→ **CHALLENGE**:
Reproduce the part of the entries that opens with the line containing "Find agave rosette" and closes with the line containing "[0,124,129,149]", including both of those lines. Copy those lines alone, character for character.

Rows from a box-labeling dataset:
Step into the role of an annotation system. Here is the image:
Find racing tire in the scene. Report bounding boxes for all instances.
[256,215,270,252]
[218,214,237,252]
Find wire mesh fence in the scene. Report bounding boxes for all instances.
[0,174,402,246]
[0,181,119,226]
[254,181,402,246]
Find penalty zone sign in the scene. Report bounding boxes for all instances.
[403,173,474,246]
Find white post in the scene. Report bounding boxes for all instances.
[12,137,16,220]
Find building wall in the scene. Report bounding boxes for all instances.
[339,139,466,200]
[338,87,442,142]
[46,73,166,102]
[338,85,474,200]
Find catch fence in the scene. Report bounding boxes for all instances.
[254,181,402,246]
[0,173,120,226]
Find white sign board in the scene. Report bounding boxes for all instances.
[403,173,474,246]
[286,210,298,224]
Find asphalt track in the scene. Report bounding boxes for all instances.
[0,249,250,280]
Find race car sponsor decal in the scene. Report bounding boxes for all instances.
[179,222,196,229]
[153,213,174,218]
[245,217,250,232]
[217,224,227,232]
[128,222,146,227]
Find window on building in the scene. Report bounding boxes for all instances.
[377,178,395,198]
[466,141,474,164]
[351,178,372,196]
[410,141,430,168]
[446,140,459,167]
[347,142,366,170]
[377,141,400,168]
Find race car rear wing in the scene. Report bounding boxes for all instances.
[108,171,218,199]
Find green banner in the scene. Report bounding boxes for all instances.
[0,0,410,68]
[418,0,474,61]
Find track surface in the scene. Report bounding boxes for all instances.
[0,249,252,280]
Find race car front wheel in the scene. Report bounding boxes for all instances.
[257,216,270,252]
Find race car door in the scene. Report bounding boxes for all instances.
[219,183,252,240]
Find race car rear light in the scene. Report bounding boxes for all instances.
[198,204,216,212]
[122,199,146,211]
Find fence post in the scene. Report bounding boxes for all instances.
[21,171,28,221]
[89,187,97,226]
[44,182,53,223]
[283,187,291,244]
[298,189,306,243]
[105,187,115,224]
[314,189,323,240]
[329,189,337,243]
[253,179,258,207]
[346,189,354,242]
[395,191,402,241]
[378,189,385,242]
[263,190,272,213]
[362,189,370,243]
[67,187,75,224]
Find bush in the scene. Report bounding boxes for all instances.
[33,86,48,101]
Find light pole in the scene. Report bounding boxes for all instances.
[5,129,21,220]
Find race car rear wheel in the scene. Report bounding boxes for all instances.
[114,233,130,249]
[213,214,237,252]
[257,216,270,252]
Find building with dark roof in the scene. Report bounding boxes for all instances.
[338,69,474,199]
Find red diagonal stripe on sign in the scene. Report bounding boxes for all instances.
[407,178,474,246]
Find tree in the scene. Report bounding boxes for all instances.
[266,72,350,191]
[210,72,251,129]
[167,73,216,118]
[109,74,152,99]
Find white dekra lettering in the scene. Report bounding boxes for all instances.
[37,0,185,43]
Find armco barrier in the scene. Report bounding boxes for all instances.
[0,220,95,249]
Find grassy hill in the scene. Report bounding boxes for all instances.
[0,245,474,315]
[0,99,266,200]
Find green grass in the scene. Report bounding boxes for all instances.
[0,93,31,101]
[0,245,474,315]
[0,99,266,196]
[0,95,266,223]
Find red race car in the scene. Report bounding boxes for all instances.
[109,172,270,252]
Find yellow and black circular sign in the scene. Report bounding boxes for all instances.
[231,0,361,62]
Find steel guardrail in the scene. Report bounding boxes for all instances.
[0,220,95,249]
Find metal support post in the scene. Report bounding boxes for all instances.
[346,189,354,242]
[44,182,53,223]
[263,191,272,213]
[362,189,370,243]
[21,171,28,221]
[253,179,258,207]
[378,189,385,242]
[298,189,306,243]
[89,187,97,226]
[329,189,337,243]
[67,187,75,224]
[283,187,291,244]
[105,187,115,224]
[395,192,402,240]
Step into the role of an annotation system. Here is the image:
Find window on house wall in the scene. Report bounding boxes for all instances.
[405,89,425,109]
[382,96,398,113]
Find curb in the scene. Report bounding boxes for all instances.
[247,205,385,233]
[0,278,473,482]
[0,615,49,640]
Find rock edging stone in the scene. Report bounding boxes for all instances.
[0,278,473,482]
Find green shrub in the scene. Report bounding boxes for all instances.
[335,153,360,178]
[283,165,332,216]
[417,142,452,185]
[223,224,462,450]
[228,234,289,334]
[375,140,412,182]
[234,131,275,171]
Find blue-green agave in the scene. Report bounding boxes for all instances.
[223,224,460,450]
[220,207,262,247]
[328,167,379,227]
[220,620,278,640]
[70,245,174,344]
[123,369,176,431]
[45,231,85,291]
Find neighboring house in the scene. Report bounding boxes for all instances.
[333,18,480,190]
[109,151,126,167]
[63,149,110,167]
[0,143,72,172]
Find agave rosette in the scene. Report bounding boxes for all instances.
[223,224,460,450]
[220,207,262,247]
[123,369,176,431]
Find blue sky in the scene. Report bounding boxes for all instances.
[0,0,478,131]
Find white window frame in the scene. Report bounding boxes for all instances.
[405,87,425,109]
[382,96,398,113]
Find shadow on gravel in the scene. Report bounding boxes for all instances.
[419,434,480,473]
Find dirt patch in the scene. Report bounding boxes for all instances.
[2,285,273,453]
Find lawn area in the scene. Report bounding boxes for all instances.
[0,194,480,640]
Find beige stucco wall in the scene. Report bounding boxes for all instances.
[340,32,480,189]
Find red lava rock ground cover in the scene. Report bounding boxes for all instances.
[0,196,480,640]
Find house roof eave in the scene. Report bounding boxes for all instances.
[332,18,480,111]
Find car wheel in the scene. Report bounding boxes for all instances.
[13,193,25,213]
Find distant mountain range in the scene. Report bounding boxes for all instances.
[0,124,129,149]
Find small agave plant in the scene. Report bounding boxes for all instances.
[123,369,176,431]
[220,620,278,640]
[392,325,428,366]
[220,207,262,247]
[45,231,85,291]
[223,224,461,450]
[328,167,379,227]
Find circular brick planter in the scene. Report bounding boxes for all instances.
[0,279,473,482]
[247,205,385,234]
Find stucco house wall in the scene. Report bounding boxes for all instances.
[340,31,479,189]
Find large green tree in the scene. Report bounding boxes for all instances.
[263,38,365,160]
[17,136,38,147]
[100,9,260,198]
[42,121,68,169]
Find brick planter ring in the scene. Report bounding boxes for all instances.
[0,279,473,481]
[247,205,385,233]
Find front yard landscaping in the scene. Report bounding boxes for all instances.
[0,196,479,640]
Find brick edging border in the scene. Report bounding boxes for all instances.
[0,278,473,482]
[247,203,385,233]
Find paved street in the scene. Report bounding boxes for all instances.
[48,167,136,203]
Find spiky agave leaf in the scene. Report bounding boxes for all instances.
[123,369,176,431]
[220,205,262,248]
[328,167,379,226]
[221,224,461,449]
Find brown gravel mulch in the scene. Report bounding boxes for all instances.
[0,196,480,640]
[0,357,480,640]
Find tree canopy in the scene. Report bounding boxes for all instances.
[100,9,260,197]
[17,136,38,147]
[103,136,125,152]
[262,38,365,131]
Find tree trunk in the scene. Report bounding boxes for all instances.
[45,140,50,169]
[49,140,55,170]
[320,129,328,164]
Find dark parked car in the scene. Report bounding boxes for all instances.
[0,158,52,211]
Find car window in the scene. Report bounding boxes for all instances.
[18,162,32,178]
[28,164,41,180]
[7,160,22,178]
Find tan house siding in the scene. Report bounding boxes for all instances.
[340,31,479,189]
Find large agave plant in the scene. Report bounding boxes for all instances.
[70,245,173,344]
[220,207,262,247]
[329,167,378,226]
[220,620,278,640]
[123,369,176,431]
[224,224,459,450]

→ **TASK SOLUTION**:
Find agave rosette in the scene. Report bounding boxes for all instances.
[223,224,460,450]
[220,207,262,247]
[123,369,176,431]
Find blue sky in the scene. Report bounding boxes for all instances.
[0,0,478,131]
Find white window frame in the scene. Report bounding boxes for all instances.
[405,87,425,109]
[382,96,398,113]
Find shadow on gravel in the scene. Report bounding boxes for all instances.
[419,434,480,473]
Find dirt patch in the scene. Report bounding boxes for all instances.
[2,285,273,453]
Find lawn area in the scene. Report bounding boxes for all instances.
[0,194,480,640]
Find beige stucco wall in the scene. Report bounding boxes for all instances.
[340,32,480,189]
Find red lava rock ground cover in the scene. Report bounding boxes for all instances.
[0,196,480,640]
Find house roof eave in the scene. Report bounding boxes for all instances.
[332,18,480,111]
Find car wheel in the scene. Report bounding boxes for all instances.
[13,193,25,213]
Find distant mountain range in the scene. Report bounding boxes for all instances.
[0,124,129,149]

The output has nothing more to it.